* [What you need to do]:
1. In the seed vault text, repeat the passage starting with "In 2009 the" and going on through "vital it is.", changing "6th" to "sixth".
2. Shorten the paragraph of the seed vault text that begins "The seed bank is funded by", keeping its main facts.

* [Reading text]:

═══

On February 26th, 2008 the Svalbard Global Seed Vault, on the Norwegian island of Spitsbergen, 1,500 kilometers (810 miles) from the North Pole, received millions of it’s first seeds.
The Consultative Group on International Agricultural Research (CGIAR) started the vault to preserve seeds from across the planet in case of a global crisis such as a nuclear disaster, meteor strikes, pandemics or climate change.
The cost to build the vault was 45 million Norwegian krones, which is about $7 million CAD.
The vault is built into the side of a mountain surrounded by permafrost so that in the event of a power grid failure the vault would stay below -4 degrees Celsius in order to naturally keep the seeds preserved.
The seed bank is funded by the Norwegian government, with help from The Bill and Melinda Gates Foundation, which is investing tens of millions of dollars into the “doomsday seed bank.” As part of a broader $30 million project to protect genetic diversity of the world’s main foods crops, the Gates Foundation is helping to provide money to developing countries so that they can package and ship seeds.
The Global Crop Diversity Trust, which is maintained by contributions from countries, international agencies, and foundations, will financially support the ongoing operation of the seed vault.
In 2009 the bank received the Norwegian Lighting prize and ranked 6th on Time’s best inventions of 2008, which seems kind of low to me considering how vital it is.
As of 2015 there are more then 840,000 samples of over 4,000 plant species. This is a far cry from the original 187,000 samples deposited in 2008, according to Wikipedia.
The scary part? The war in Syria has provided the world it’s first glimpse of a global catastrophe since it’s creation in 2008, and in 2015 they were the first country to make a withdrawal from the bank.

═══

* [Raw data]:
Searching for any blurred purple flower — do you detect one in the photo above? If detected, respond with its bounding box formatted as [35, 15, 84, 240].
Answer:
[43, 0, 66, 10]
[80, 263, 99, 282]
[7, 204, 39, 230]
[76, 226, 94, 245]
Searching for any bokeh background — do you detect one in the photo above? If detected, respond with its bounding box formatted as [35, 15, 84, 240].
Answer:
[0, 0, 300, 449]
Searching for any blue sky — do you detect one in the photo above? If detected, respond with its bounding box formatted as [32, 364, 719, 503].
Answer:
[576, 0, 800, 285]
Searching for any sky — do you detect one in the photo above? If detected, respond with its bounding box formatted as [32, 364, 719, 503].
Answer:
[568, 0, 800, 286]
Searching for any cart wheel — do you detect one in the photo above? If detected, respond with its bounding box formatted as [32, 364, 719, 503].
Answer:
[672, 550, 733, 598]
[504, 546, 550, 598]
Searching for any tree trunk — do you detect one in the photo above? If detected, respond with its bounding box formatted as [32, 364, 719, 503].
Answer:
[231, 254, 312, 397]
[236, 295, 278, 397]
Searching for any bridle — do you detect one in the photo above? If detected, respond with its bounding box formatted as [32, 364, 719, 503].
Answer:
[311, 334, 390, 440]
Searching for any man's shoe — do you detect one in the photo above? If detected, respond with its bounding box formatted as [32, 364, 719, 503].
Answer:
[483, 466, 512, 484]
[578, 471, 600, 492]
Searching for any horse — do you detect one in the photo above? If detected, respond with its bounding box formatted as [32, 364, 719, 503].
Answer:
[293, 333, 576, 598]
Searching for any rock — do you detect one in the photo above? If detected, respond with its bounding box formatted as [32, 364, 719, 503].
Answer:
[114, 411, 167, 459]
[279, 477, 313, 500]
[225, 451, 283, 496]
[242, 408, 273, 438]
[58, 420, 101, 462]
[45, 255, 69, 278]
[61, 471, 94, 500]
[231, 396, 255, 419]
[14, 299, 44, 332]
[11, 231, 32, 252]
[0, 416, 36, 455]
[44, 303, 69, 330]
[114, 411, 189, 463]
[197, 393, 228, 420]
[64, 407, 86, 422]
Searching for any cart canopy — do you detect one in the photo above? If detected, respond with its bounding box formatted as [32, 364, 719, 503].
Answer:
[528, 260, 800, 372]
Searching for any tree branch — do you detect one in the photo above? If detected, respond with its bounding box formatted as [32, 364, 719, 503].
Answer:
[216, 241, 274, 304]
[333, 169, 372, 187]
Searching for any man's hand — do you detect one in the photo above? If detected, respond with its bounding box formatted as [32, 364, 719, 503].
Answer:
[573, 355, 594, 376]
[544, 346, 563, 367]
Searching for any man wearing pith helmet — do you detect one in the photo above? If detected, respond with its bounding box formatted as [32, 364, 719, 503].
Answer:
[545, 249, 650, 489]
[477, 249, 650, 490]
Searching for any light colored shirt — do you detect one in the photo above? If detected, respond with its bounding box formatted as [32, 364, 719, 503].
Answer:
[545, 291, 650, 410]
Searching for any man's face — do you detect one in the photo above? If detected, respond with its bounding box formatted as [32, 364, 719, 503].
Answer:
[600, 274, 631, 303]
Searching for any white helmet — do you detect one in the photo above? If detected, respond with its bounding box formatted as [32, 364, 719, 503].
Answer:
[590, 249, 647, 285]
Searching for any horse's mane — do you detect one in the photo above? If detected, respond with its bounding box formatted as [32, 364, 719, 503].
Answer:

═══

* [Exercise results]:
1.
In 2009 the bank received the Norwegian Lighting prize and ranked sixth on Time’s best inventions of 2008, which seems kind of low to me considering how vital it is.

2. The Norwegian government funds the seed bank, aided by The Bill and Melinda Gates Foundation, which is investing tens of millions of dollars in it. Through a broader $30 million project protecting the genetic diversity of the world's main food crops, the foundation is giving developing countries money to package and ship seeds.